TASK GOAL:
All of the records below need to be copied exactly.

DATA TO PROCESS:
[Start of section]

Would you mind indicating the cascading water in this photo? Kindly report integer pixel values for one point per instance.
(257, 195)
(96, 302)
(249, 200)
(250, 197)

[End of section]

RESULT FOR THIS EXERCISE:
Would you mind indicating the cascading water in this photo? Kindly report integer pixel values for one point per instance.
(257, 195)
(96, 302)
(249, 200)
(250, 197)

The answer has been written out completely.